▶ Page text
--------------------
‘Healthy portion’ of interest-only mortgage deals remain on market

There is still a “healthy portion” of interest-only mortgages on the market for borrowers to choose from, despite the number of home loans available generally having shrunk back sharply, analysis has found.

Interest-only mortgages allow borrowers to pay off the original amount borrowed only when the loan comes to an end. In the meantime, they just pay off the interest.

This means monthly payments will be lower than on a repayment mortgage – which could help those whose finances have been hit by coronavirus.

But lenders will have strict criteria in place for those who want to take out a deal. Borrowers will be expected to have a plan in place to pay off the capital at the end of the loan and they will often need a hefty deposit.

Interest-only loans generally have become thinner on the ground in recent years than they once were, as after the last financial crisis it emerged that many borrowers had deals in place with no obvious way of eventually repaying the debt. There was a clampdown on interest-only mortgage lending and toughened rules were introduced.
--------------------
▶ Problem details
Copy the interest-only mortgage article word for word, everything from "There is still" down to "hit by coronavirus.".

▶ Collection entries
--------------------
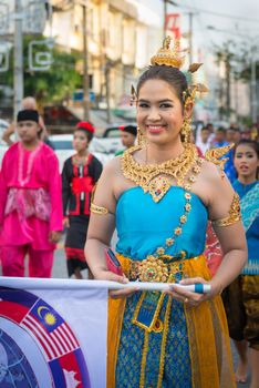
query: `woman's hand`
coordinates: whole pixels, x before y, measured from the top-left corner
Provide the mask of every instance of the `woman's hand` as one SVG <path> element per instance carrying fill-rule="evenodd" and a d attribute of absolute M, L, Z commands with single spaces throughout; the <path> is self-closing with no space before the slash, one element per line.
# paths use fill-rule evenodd
<path fill-rule="evenodd" d="M 130 282 L 125 275 L 123 276 L 116 275 L 113 272 L 107 269 L 99 269 L 97 272 L 95 270 L 94 279 L 117 282 L 122 284 L 127 284 Z M 112 298 L 117 299 L 117 298 L 126 298 L 127 296 L 132 295 L 136 290 L 137 288 L 125 288 L 125 289 L 117 289 L 117 290 L 113 289 L 113 290 L 110 290 L 108 294 Z"/>
<path fill-rule="evenodd" d="M 201 302 L 213 298 L 220 292 L 220 287 L 214 285 L 213 282 L 205 280 L 203 277 L 191 277 L 179 282 L 180 285 L 191 285 L 196 283 L 210 284 L 211 290 L 208 294 L 198 294 L 177 287 L 177 284 L 174 284 L 169 285 L 170 290 L 166 292 L 166 294 L 172 295 L 173 298 L 184 303 L 186 306 L 197 307 Z"/>

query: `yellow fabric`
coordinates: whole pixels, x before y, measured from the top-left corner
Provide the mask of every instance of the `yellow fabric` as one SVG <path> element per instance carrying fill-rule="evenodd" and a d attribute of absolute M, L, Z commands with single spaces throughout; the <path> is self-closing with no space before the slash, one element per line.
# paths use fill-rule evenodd
<path fill-rule="evenodd" d="M 186 261 L 185 272 L 188 277 L 200 276 L 206 280 L 211 277 L 204 256 Z M 189 333 L 193 387 L 236 387 L 228 326 L 221 297 L 216 296 L 198 307 L 186 307 L 185 313 Z M 215 327 L 221 331 L 218 338 L 219 333 L 215 333 Z M 216 353 L 215 345 L 218 341 L 221 343 L 221 355 Z M 226 372 L 221 370 L 222 365 Z"/>
<path fill-rule="evenodd" d="M 122 255 L 117 255 L 117 257 L 125 275 L 127 275 L 131 261 Z M 186 259 L 183 270 L 188 277 L 200 276 L 207 280 L 210 279 L 204 256 Z M 125 304 L 126 299 L 110 298 L 108 302 L 107 388 L 116 388 L 116 357 Z M 189 337 L 193 388 L 236 387 L 221 297 L 217 296 L 211 300 L 204 302 L 198 307 L 185 307 L 185 315 Z M 221 350 L 220 354 L 216 351 L 218 348 Z"/>

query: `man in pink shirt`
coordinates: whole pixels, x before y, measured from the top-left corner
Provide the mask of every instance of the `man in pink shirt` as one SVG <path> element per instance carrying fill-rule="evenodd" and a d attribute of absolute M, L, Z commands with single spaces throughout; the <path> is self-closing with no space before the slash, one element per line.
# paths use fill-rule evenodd
<path fill-rule="evenodd" d="M 18 113 L 20 141 L 4 154 L 0 176 L 0 247 L 2 274 L 50 277 L 55 243 L 62 231 L 59 161 L 40 141 L 39 113 Z"/>

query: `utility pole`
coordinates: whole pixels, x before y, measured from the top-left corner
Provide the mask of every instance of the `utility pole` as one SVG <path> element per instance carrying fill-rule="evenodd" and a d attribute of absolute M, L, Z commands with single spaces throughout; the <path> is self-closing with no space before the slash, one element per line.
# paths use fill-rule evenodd
<path fill-rule="evenodd" d="M 84 83 L 84 120 L 90 121 L 90 100 L 89 100 L 89 42 L 87 42 L 87 9 L 85 4 L 83 8 L 83 83 Z"/>
<path fill-rule="evenodd" d="M 257 74 L 256 74 L 256 65 L 257 61 L 255 58 L 255 53 L 257 48 L 251 45 L 251 121 L 252 124 L 257 122 Z"/>
<path fill-rule="evenodd" d="M 111 62 L 107 58 L 105 63 L 105 85 L 106 85 L 106 121 L 110 124 L 111 123 L 111 103 L 110 103 L 110 71 L 111 71 Z"/>
<path fill-rule="evenodd" d="M 23 99 L 23 58 L 22 58 L 22 4 L 21 0 L 15 0 L 14 13 L 14 99 L 13 115 L 21 109 Z"/>
<path fill-rule="evenodd" d="M 193 63 L 193 18 L 194 13 L 188 12 L 189 16 L 189 64 Z"/>

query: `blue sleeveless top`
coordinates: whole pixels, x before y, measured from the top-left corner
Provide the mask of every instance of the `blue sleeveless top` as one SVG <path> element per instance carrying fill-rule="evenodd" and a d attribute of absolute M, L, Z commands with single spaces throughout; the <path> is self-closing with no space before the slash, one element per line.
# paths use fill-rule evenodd
<path fill-rule="evenodd" d="M 149 193 L 139 186 L 123 192 L 116 206 L 116 228 L 118 242 L 116 252 L 132 259 L 144 259 L 154 254 L 167 238 L 173 237 L 184 214 L 186 191 L 172 186 L 165 196 L 155 203 Z M 191 193 L 191 210 L 183 232 L 174 236 L 175 243 L 165 254 L 178 256 L 180 251 L 186 257 L 195 257 L 205 249 L 208 213 L 201 200 Z"/>

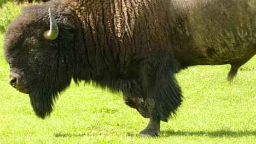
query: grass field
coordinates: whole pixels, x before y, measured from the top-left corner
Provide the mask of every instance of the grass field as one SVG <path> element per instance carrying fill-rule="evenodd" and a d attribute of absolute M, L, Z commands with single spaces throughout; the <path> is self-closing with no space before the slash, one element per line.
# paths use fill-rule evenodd
<path fill-rule="evenodd" d="M 121 93 L 83 83 L 72 83 L 51 117 L 37 118 L 28 96 L 8 82 L 3 41 L 2 33 L 0 143 L 255 143 L 255 56 L 240 69 L 231 85 L 226 80 L 228 65 L 192 67 L 177 75 L 183 104 L 175 117 L 162 122 L 160 136 L 144 138 L 136 136 L 148 119 L 125 105 Z"/>

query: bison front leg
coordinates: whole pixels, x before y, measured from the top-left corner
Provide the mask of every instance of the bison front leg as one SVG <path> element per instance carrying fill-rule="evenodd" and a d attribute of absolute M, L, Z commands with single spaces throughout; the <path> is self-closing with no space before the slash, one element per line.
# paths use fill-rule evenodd
<path fill-rule="evenodd" d="M 150 121 L 139 136 L 159 135 L 160 121 L 167 122 L 182 101 L 181 88 L 174 77 L 178 64 L 172 55 L 166 53 L 150 57 L 141 65 L 141 79 Z"/>

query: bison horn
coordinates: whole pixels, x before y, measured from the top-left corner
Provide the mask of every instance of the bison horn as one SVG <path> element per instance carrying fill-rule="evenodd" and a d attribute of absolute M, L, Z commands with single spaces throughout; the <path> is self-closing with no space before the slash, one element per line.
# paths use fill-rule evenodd
<path fill-rule="evenodd" d="M 50 16 L 50 30 L 47 30 L 44 33 L 44 37 L 46 39 L 54 40 L 58 37 L 59 28 L 57 22 L 56 22 L 51 8 L 49 8 L 49 15 Z"/>

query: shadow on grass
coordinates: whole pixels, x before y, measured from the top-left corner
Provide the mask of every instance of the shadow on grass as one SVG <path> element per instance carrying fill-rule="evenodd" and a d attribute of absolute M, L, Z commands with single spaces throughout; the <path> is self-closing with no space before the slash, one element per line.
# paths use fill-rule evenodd
<path fill-rule="evenodd" d="M 84 134 L 61 134 L 57 133 L 54 134 L 54 136 L 56 137 L 82 137 L 82 136 L 94 136 L 98 135 L 107 134 L 90 134 L 90 133 L 84 133 Z M 109 133 L 109 135 L 110 134 Z M 230 130 L 218 130 L 214 131 L 174 131 L 172 130 L 166 130 L 162 131 L 161 133 L 161 137 L 168 137 L 168 136 L 207 136 L 210 137 L 242 137 L 245 136 L 256 136 L 255 131 L 232 131 Z M 133 137 L 136 136 L 137 135 L 133 134 L 126 134 L 126 136 Z"/>
<path fill-rule="evenodd" d="M 201 136 L 214 137 L 242 137 L 245 136 L 254 135 L 256 136 L 255 131 L 233 131 L 231 130 L 218 130 L 214 131 L 174 131 L 172 130 L 162 131 L 161 135 L 164 136 Z"/>

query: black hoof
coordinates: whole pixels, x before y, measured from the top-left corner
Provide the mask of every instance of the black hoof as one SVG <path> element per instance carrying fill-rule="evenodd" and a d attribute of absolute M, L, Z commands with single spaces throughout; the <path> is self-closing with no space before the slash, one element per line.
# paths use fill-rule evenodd
<path fill-rule="evenodd" d="M 155 137 L 159 136 L 160 134 L 160 130 L 143 130 L 138 134 L 138 137 Z"/>

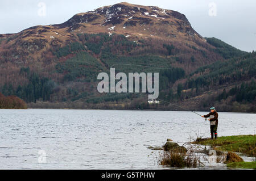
--------------------
▶ Answer below
There is still a “healthy portion” of interest-only mortgages on the market for borrowers to choose from, despite the number of home loans available generally having shrunk back sharply, analysis has found.

Interest-only mortgages allow borrowers to pay off the original amount borrowed only when the loan comes to an end. In the meantime, they just pay off the interest.

This means monthly payments will be lower than on a repayment mortgage – which could help those whose finances have been hit by coronavirus.